=== RECORDS TO USE ===
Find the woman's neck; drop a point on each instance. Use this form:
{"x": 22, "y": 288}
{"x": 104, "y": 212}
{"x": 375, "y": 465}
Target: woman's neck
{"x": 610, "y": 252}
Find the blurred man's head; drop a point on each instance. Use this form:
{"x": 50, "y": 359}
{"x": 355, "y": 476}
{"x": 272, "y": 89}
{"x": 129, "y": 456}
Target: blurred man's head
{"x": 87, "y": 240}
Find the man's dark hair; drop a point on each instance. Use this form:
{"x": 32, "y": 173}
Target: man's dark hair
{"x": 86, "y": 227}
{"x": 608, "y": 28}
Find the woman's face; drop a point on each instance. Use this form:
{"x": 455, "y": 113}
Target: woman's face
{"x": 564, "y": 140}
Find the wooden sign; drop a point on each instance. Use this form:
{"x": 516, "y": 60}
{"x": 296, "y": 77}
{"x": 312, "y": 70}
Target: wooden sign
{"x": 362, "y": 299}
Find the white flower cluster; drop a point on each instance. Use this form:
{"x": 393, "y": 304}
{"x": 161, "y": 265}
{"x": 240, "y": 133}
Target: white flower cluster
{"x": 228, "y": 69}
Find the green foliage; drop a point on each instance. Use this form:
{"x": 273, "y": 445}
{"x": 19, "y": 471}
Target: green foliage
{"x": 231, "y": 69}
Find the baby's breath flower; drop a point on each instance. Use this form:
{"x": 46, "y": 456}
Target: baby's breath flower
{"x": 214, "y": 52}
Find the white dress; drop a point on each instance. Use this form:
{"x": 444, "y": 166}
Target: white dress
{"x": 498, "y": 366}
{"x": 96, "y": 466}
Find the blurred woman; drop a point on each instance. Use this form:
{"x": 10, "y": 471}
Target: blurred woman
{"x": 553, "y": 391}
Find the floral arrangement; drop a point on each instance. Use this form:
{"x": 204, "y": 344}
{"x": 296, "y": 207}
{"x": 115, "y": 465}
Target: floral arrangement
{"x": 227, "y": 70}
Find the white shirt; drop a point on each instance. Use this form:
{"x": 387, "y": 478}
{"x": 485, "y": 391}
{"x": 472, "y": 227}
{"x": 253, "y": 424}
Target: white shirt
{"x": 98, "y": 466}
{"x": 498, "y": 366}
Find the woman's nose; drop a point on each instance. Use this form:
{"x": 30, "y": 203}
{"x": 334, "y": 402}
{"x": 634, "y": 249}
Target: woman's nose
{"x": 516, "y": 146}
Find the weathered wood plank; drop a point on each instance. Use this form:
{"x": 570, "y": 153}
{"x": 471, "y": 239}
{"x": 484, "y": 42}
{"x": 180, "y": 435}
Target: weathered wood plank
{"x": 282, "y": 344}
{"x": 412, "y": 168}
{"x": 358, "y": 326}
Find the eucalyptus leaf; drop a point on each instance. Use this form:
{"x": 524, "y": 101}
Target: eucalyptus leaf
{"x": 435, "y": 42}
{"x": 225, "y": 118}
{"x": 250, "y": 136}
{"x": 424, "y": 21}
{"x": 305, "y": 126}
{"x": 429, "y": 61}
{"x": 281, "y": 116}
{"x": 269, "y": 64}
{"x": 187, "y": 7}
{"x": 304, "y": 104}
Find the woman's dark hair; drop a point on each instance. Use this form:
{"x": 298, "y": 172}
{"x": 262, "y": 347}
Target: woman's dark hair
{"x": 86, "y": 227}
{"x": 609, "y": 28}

=== WHAT TO PRODUCE ===
Return every line of the entries above without any change, from the first line to the last.

=== WRITTEN ANSWER ===
Find the woman's neck; drop a point on each instance. Use this form:
{"x": 22, "y": 288}
{"x": 104, "y": 212}
{"x": 375, "y": 465}
Target: woman's neck
{"x": 610, "y": 252}
Find the blurred man's head; drop a point on each instance. Use this form:
{"x": 50, "y": 359}
{"x": 355, "y": 476}
{"x": 272, "y": 89}
{"x": 129, "y": 456}
Target: blurred man's head
{"x": 87, "y": 240}
Find the man's dark hair; drop a point on each instance. Use this form:
{"x": 32, "y": 173}
Target: man's dark hair
{"x": 86, "y": 227}
{"x": 608, "y": 28}
Find the woman's face; drop a point on each instance. Use this form:
{"x": 455, "y": 113}
Target: woman's face
{"x": 564, "y": 140}
Find the wooden sign; drop a point on each instance. Use this form:
{"x": 516, "y": 60}
{"x": 296, "y": 77}
{"x": 312, "y": 70}
Target: wooden sign
{"x": 362, "y": 299}
Find the white flower cluster; drop a point on each instance. Use this form:
{"x": 393, "y": 304}
{"x": 161, "y": 265}
{"x": 240, "y": 133}
Target: white flower cluster
{"x": 228, "y": 69}
Find the green foliage; drop a point on each instance. Use this form:
{"x": 273, "y": 445}
{"x": 19, "y": 471}
Target: green foliage
{"x": 231, "y": 69}
Find the baby's breath flower; drop a point on each instance. Use this form:
{"x": 46, "y": 456}
Target: baby's breath flower
{"x": 214, "y": 52}
Find the white dress; drop a point on each instance. Use this form:
{"x": 444, "y": 166}
Target: white dress
{"x": 498, "y": 366}
{"x": 96, "y": 466}
Find the blurred woman; drop a point on each instance. Use this form:
{"x": 10, "y": 471}
Target: blurred woman
{"x": 553, "y": 391}
Find the floral arrangement; drop a point on each instance. Use this form:
{"x": 204, "y": 344}
{"x": 296, "y": 207}
{"x": 115, "y": 465}
Target: floral arrangement
{"x": 227, "y": 70}
Find the white shirt; drop a point on each instance. Use this form:
{"x": 387, "y": 478}
{"x": 485, "y": 391}
{"x": 472, "y": 227}
{"x": 253, "y": 424}
Target: white shirt
{"x": 98, "y": 466}
{"x": 498, "y": 366}
Find the woman's nose; drop a point on each instance. Use this form:
{"x": 30, "y": 203}
{"x": 334, "y": 402}
{"x": 634, "y": 249}
Target: woman's nose
{"x": 516, "y": 146}
Find the weathered wood plank; drop a point on each instance. Use this form:
{"x": 570, "y": 153}
{"x": 471, "y": 239}
{"x": 484, "y": 42}
{"x": 180, "y": 435}
Target: weathered wood plank
{"x": 282, "y": 344}
{"x": 412, "y": 168}
{"x": 358, "y": 326}
Find the eucalyptus leaf; drop a point on each instance. Use this form:
{"x": 524, "y": 101}
Target: eucalyptus leaf
{"x": 435, "y": 42}
{"x": 225, "y": 118}
{"x": 250, "y": 136}
{"x": 424, "y": 21}
{"x": 305, "y": 126}
{"x": 429, "y": 61}
{"x": 281, "y": 116}
{"x": 269, "y": 64}
{"x": 187, "y": 7}
{"x": 304, "y": 104}
Find the woman's dark hair; drop a point on each instance. Use this form:
{"x": 298, "y": 172}
{"x": 262, "y": 347}
Target: woman's dark hair
{"x": 86, "y": 227}
{"x": 609, "y": 28}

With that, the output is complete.